====== TEXT SECTION

ISBN: 978-0-8173-8967-3
CHAPTER 1
The Literature of the Supernatural
In this book I attempt to analyze and interpret the literature of the supernatural by means of certain insights derived from what today is generally referred to as the "philosophy of religious experience." Such an approach is not unknown in present-day literary studies. My task here is unique, however, in that I make use of the ideas of a particular theologian, Rudolf Otto, whose profound description of the numinous, set forth in his Idea of the Holy, illuminates what I take to be the very essence of the supernatural tale. I shall argue that Otto's account of the mysterium tremendum et fascinans, with its associated categories of the sacred and the profane, defines the purpose and the aesthetic value of such literature.
Although Otto's work has received wide recognition in modern scholarly circles, the term he coined to express the supernatural element in experience — the numinous — has passed into general use in a highly amorphous form. Nowadays, it is used to describe anything from a ghost to a movie idol to a computer. In my view, this situation is unfortunate. Otto's analysis of religious experience is quite specific and, in my estimation, profound; it deserves better than it has received. In fact, one of my subsidiary purposes in this book is to correct misinterpretations of Otto's work and thus rescue it from the vagaries of media language. My primary interest, however, lies in the literature of the supernatural. My study encompasses the Gothic novel of the eighteenth century in addition to representative ghostly tales of the nineteenth and twentieth centuries.
Until recent times, the supernatural tale has received little serious attention from literary critics. G. R. Thompson gives what must certainly be the correct explanation of this neglect: "Until the 1950's, the prevailing critical view of Gothic literature was essentially that of the later nineteenth-century moralists: namely that the Gothic lacked 'high seriousness.'" Despite its antiquity, wide geographical distribution, and continuing popularity, the ghostly tale has often been looked upon as a literary curiosity, half-art, half-anthropology.
Such a critical attitude is not difficult to understand. The ghost story, by its very nature, maintains only the weakest connections with the central themes of mainstream literature: romantic love, conflict between man and man, greed, ambition, political questions, and the like. It is true that in a few ghost stories, the protagonist falls in love with a ghost. When that has happened, the romance generally has been doomed to failure. In such cases, courtship is difficult and marriage is out of the question. In the supernatural tale, conflict takes on a peculiar form as well. The conflict usually is a matter of pursuit, on the one hand, and retreat, on the other. One "runs" from a ghost; if there is to be any sort of confrontation, it must be carried out with amulets, spells, incantations — objects not within the inventory of most people.

============
====== GIVEN ENTRIES

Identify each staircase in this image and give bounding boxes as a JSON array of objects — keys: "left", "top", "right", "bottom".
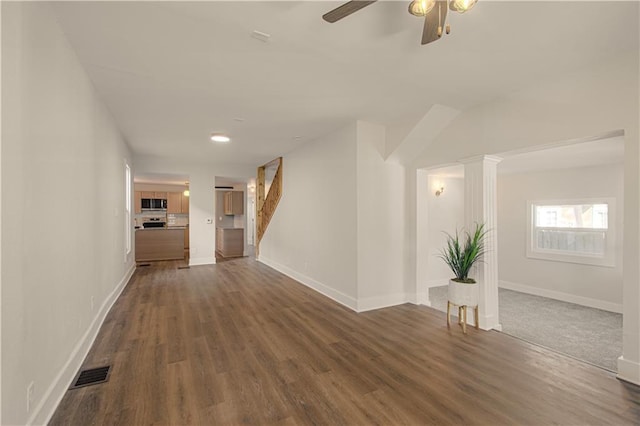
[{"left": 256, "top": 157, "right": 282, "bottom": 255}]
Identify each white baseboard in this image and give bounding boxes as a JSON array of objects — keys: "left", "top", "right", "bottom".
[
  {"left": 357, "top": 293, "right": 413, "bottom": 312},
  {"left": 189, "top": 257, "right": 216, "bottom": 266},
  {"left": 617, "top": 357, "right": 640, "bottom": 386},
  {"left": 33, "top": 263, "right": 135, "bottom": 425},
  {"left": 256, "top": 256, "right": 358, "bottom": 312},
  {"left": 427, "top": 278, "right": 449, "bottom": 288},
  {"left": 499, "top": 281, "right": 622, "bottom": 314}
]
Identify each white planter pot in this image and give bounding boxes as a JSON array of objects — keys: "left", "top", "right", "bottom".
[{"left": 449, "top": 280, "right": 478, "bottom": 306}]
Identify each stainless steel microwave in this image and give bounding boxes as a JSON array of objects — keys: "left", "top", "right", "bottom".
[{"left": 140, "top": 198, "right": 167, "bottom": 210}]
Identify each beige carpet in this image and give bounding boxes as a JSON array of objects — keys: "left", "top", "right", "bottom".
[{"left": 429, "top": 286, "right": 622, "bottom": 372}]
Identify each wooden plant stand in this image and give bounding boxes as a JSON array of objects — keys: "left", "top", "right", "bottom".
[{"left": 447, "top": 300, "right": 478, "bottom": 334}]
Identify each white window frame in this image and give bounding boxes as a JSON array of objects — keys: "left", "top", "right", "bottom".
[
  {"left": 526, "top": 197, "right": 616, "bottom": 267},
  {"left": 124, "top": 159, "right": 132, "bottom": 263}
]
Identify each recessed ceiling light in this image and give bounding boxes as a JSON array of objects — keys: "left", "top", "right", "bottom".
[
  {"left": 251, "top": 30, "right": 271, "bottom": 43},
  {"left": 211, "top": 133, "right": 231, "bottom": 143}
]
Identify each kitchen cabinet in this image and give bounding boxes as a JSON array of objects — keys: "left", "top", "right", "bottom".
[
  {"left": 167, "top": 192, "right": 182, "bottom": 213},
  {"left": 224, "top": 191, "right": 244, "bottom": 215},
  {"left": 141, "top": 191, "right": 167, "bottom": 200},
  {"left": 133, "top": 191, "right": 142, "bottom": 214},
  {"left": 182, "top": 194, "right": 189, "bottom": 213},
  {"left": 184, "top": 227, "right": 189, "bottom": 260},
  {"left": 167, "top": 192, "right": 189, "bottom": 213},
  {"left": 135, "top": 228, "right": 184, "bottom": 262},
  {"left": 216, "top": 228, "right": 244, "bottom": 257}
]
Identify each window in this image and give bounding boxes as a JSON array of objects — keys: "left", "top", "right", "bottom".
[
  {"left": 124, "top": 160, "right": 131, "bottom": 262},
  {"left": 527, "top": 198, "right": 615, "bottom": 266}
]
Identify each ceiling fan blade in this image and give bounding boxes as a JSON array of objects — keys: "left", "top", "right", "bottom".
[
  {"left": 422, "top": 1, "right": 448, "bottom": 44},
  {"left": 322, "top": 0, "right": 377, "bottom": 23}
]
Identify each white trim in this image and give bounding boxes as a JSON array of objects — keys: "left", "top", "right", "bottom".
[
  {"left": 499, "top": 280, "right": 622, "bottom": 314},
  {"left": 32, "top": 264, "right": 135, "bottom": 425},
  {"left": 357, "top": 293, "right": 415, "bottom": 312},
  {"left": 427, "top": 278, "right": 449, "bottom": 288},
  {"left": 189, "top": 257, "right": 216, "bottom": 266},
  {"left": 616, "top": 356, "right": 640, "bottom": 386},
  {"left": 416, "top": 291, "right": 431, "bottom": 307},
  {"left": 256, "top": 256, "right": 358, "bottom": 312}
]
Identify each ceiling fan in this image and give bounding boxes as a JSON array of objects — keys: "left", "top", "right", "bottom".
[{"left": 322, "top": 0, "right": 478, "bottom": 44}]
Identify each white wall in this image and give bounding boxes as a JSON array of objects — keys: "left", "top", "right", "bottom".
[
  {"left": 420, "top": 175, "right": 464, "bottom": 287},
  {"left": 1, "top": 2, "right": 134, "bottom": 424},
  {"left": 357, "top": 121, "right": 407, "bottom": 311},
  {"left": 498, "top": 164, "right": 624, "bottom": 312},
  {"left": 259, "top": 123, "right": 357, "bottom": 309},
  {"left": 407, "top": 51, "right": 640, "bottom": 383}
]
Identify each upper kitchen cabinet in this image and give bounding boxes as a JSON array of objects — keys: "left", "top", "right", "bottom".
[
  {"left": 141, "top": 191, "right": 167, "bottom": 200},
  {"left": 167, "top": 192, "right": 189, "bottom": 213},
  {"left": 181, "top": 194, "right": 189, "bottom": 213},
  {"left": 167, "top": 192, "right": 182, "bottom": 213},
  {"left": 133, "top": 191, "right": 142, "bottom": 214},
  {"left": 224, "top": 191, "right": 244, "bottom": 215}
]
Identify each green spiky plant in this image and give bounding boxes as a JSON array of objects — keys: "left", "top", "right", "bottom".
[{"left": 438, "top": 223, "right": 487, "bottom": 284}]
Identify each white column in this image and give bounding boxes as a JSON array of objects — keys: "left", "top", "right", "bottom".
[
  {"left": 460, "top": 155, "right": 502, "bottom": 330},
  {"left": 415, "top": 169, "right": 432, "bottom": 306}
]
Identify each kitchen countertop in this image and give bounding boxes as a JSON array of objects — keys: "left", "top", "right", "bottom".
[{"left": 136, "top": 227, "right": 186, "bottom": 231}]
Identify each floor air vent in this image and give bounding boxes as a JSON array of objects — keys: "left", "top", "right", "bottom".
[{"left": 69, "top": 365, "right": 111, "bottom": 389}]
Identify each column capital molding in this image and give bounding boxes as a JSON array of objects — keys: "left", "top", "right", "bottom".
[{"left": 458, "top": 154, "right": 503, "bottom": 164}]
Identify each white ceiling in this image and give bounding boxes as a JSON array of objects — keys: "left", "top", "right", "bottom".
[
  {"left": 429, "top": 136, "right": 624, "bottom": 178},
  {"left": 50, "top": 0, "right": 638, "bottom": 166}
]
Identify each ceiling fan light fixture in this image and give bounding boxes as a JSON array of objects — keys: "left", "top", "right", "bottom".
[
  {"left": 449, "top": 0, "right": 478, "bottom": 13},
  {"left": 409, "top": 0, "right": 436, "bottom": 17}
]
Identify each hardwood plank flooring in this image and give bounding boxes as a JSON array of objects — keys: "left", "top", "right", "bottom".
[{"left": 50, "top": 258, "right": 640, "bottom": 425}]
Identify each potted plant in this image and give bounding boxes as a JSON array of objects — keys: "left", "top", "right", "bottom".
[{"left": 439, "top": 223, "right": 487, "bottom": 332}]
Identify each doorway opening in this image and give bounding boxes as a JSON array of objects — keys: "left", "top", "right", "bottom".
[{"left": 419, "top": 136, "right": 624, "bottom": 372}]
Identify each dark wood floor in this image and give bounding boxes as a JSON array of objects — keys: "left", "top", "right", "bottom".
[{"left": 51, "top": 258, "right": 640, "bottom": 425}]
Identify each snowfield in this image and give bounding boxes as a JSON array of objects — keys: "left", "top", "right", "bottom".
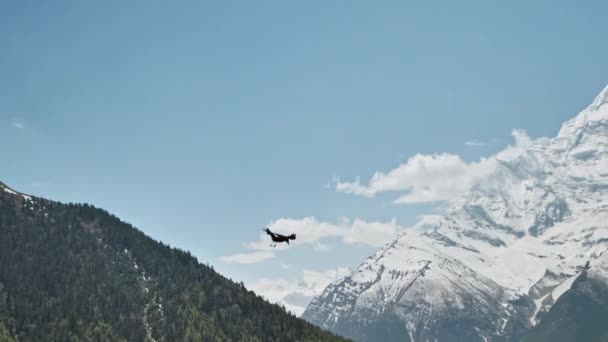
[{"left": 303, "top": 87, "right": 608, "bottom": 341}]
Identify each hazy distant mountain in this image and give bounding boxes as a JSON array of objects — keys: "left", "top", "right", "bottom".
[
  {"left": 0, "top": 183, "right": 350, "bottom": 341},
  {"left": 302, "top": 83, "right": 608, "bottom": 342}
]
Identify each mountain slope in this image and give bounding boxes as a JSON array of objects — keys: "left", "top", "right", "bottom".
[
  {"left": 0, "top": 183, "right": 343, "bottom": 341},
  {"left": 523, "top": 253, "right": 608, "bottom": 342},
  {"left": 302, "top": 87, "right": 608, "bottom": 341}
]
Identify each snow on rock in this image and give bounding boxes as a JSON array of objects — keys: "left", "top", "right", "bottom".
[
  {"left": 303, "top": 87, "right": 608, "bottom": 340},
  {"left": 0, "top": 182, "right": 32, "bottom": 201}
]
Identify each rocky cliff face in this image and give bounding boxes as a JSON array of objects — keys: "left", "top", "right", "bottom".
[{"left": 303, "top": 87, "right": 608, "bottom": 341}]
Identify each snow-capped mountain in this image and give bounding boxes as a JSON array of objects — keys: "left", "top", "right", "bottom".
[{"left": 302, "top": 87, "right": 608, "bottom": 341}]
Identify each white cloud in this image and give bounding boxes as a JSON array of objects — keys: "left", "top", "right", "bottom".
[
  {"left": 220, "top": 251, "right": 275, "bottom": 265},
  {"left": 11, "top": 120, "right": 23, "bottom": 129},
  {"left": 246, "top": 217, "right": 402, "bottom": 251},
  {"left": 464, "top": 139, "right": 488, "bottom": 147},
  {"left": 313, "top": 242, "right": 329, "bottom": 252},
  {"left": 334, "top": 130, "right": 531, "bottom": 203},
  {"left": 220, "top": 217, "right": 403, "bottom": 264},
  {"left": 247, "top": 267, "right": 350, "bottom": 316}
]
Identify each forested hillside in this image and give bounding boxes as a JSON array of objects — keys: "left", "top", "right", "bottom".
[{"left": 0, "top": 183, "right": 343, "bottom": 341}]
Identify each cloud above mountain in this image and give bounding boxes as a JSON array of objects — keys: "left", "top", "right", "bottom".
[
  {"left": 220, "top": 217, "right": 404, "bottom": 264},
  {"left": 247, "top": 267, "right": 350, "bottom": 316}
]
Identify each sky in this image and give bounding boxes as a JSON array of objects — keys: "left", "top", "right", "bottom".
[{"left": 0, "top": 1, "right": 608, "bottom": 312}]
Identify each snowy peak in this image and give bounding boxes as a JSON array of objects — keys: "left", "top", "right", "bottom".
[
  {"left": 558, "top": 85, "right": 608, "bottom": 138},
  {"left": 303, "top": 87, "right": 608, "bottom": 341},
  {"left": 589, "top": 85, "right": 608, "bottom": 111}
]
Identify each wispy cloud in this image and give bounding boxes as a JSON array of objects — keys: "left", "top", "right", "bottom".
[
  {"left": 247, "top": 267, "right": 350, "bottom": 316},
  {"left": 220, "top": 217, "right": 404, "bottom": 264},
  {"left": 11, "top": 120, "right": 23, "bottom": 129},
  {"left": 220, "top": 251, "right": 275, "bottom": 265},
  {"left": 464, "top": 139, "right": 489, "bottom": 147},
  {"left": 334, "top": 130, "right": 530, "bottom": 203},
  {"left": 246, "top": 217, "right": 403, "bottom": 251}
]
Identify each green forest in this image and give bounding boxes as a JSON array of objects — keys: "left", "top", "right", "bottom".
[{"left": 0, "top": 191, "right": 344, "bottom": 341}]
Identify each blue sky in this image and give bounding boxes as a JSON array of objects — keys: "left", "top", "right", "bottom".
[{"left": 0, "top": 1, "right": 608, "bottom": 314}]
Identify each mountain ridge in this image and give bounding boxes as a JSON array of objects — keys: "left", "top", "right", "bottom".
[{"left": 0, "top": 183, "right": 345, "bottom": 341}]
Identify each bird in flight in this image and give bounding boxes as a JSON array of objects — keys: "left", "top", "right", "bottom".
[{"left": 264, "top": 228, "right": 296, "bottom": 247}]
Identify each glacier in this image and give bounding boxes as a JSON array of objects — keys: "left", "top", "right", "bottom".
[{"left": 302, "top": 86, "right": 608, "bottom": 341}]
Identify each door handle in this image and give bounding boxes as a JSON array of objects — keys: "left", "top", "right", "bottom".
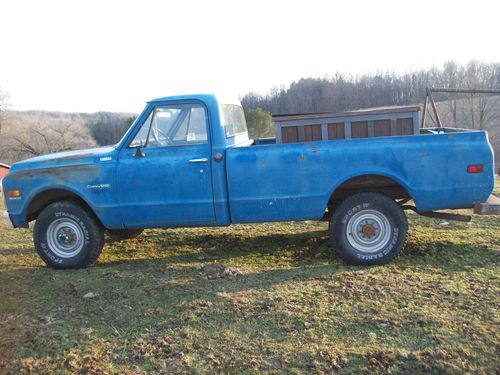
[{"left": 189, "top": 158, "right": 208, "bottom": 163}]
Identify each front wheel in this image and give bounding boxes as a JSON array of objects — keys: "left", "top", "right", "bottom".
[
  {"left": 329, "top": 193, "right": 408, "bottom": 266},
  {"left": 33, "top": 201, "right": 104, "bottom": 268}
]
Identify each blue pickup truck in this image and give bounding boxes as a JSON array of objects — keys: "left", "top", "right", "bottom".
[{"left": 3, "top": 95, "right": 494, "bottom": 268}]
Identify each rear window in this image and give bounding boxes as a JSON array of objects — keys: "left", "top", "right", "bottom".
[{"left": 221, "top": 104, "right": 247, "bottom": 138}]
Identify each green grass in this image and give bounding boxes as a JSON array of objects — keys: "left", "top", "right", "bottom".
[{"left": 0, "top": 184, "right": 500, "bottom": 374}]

============

Answer these questions from the chapter on the literature of the supernatural:
1. Which theologian's ideas does the author draw on?
2. According to the G. R. Thompson quotation, until what decade did the view that Gothic literature lacked "high seriousness" prevail?
3. With what must any confrontation with a ghost be carried out?

1. Rudolf Otto
2. The 1950's
3. Amulets, spells, and incantations